* **Input for this task**
###

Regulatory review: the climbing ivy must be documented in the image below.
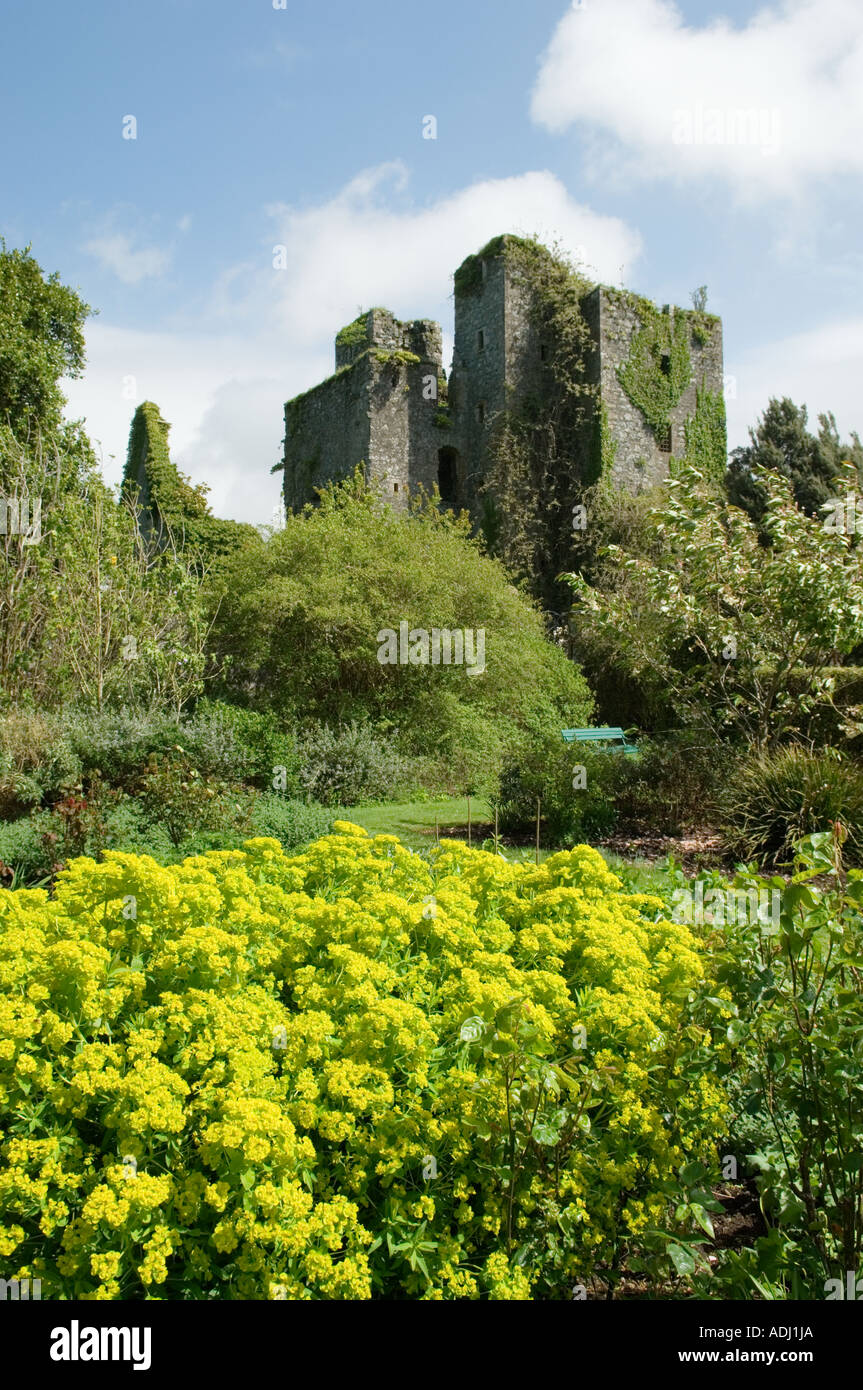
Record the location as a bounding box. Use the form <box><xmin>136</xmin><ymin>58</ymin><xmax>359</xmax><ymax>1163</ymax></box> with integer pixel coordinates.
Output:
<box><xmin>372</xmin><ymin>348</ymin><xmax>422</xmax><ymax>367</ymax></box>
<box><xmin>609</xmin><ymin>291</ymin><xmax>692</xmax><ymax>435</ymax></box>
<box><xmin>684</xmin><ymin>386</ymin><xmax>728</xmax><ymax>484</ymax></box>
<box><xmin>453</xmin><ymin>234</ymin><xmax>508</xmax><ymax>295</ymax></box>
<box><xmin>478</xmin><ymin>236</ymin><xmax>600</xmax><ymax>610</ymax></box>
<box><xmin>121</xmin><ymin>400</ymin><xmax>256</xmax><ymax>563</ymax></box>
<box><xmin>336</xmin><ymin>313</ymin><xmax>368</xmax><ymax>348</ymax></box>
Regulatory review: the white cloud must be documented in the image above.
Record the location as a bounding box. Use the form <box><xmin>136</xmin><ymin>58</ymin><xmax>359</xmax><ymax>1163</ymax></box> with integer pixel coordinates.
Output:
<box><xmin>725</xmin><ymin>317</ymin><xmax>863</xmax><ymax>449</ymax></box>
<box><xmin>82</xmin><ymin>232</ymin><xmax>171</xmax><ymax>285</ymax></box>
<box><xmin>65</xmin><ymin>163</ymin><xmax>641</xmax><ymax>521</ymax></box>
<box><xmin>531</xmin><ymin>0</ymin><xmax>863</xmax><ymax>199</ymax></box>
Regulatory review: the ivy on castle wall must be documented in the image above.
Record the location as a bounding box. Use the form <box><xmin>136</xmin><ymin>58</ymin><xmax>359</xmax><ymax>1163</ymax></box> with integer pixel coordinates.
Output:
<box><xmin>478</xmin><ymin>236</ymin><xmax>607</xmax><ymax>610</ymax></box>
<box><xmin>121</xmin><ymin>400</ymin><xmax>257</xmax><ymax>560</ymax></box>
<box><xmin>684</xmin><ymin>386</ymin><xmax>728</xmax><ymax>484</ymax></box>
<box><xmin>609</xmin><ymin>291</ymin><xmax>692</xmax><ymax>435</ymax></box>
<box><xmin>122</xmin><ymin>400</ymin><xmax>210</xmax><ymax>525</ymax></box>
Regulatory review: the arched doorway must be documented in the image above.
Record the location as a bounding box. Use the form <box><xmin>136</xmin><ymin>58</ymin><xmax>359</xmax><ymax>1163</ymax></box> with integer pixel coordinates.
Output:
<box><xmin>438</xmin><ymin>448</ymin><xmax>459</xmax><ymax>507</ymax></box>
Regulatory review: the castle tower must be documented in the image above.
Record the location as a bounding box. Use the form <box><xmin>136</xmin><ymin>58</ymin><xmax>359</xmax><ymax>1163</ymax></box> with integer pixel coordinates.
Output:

###

* **Brief**
Give back the whole listing as it stands, minus its pictures.

* **Response to this task**
Regulatory review: the climbing ivy must be documented in the image below.
Record the location as a bounding box. Use the form <box><xmin>136</xmin><ymin>58</ymin><xmax>359</xmax><ymax>1163</ymax></box> with integer pixel coordinates.
Output:
<box><xmin>372</xmin><ymin>348</ymin><xmax>422</xmax><ymax>367</ymax></box>
<box><xmin>609</xmin><ymin>291</ymin><xmax>692</xmax><ymax>435</ymax></box>
<box><xmin>684</xmin><ymin>386</ymin><xmax>728</xmax><ymax>484</ymax></box>
<box><xmin>453</xmin><ymin>234</ymin><xmax>508</xmax><ymax>295</ymax></box>
<box><xmin>478</xmin><ymin>236</ymin><xmax>600</xmax><ymax>610</ymax></box>
<box><xmin>121</xmin><ymin>400</ymin><xmax>256</xmax><ymax>563</ymax></box>
<box><xmin>336</xmin><ymin>313</ymin><xmax>368</xmax><ymax>348</ymax></box>
Regulatory review: the white cloud must be documented in the image above.
Record the location as a bounding box. Use the form <box><xmin>136</xmin><ymin>58</ymin><xmax>359</xmax><ymax>1163</ymax></box> with integer pixel coordinates.
Output:
<box><xmin>725</xmin><ymin>317</ymin><xmax>863</xmax><ymax>449</ymax></box>
<box><xmin>82</xmin><ymin>232</ymin><xmax>171</xmax><ymax>285</ymax></box>
<box><xmin>65</xmin><ymin>163</ymin><xmax>641</xmax><ymax>521</ymax></box>
<box><xmin>531</xmin><ymin>0</ymin><xmax>863</xmax><ymax>199</ymax></box>
Regulatory review: the ivy on castle wall must be documented in the image above.
Record the location as a bounding box. Use the form <box><xmin>136</xmin><ymin>58</ymin><xmax>359</xmax><ymax>1163</ymax></box> with integer pixel coordinates.
Output:
<box><xmin>478</xmin><ymin>236</ymin><xmax>607</xmax><ymax>610</ymax></box>
<box><xmin>121</xmin><ymin>400</ymin><xmax>257</xmax><ymax>560</ymax></box>
<box><xmin>684</xmin><ymin>386</ymin><xmax>728</xmax><ymax>484</ymax></box>
<box><xmin>609</xmin><ymin>291</ymin><xmax>692</xmax><ymax>435</ymax></box>
<box><xmin>122</xmin><ymin>400</ymin><xmax>210</xmax><ymax>525</ymax></box>
Regulatory review: the arched doorway must be documented in the image above.
Record the location as a bounding box. Use the form <box><xmin>136</xmin><ymin>58</ymin><xmax>359</xmax><ymax>1163</ymax></box> with integer pixel coordinates.
Output:
<box><xmin>438</xmin><ymin>448</ymin><xmax>459</xmax><ymax>507</ymax></box>
Regulatory review: the castle tower must be documented in the image above.
Record the location as a bounding box. Use the form <box><xmin>136</xmin><ymin>58</ymin><xmax>359</xmax><ymax>1163</ymax></box> with integer pixel coordinates.
Output:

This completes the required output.